◆ Task requirements
A) Give every date that appears in the attribution lines of the email thread about input lag after a kernel upgrade.
B) Pick up the email thread about input lag after a kernel upgrade right after its last sentence, and continue the message in the same voice.

On 05/03/2014 07:38 PM, tbilles@....com wrote:
> Hi,
> 
> On Saturday, 03 May 2014 at 10:00:38, Hans de Goede wrote:
> 
>> On 05/02/2014 07:03 PM, Tibor Billes wrote:
>>
>>> Hi,
>>>
>>> I've upgraded my 3.13.5 kernel to 3.14.2 and I noticed that
>>> sometimes my mouse is slow to react. By slow I mean the pointer on
>>> the screen doesn't follow its path smoothly, instead it jumps from
>>> one position to the next at only a few jumps per second rate. Like
>>> if the kernel could only process 2 or 3 position updates per second
>>> from the mouse. (As far as I can tell, the machine is in idle.)
>>> After experimenting a little I found out that the keyboard is also
>>> affected. Keystrokes are delayed, letters appearing in bursts. This
>>> behaviour (for both the mouse and the keyboard) lasts only for a
>>> couple of seconds, then it suddenly goes away and everything works
>>> as expected. I also noticed that this behaviour shows up after I
>>> haven't touched the mouse or the keyboard for short time (around 10
>>> seconds, but I didn't measure this).

◆ Supplied information

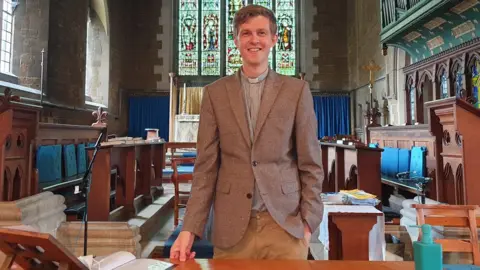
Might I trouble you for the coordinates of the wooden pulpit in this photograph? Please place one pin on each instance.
(455, 123)
(32, 250)
(351, 167)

◆ Expected answers
A) 05/03/2014; Saturday, 03 May 2014; 05/02/2014

B)
>>
>>
>> What I think is happening is that you've auto screen dimming on
>> inactivity enabled in your desktop environment settings, which results
>> in trying to change the backlight after 10 seconds of inactivity. Then
>> the intel video driver likely directly writes to
>> /sys/class/backlight/acpi_video0/brightness and gets stuck in that
>> write because the acpi code gets stuck.
> 
> Did you figure out why the acpi code gets stuck?

No, I can read and write C fluently, and I'm also somewhat versed in the
kernel but debugging actual ACPI code is a skill I've yet to master
(note my patch only touches pure C-code).

> Sounds like it shouldn't do that :)

Agreed.

> I'm not a kernel developer so I can't do much about
> it, I'm just curious.


> 
>> I've seen this happen occasionally on my E6430 both with and without
>> the patch the bisect points too. I can trigger it by pressing
>> brightness up / down as fast as I can. Likely the dimming on
>> inactivity code is doing a much better job at sending brightness
>> change commands as fast as possible, making it easier to trigger this.
>> As for the commit you've bisected it too, it may be that that subtly
>> changes things to make the problem easier to trigger, 
> 
> I don't have auto screen dimming enabled, but there could be something
> else triggering it. Other than this, it all makes sense. The brightness
> up / down buttons always act slowly for me. I can too trigger the sluggish
> behaviour by pressing the brightness up or down buttons fast and
> simultaneously moving the mouse. So yes, your patch is not the cause
> of this, but for some reason it makes it easier to trigger.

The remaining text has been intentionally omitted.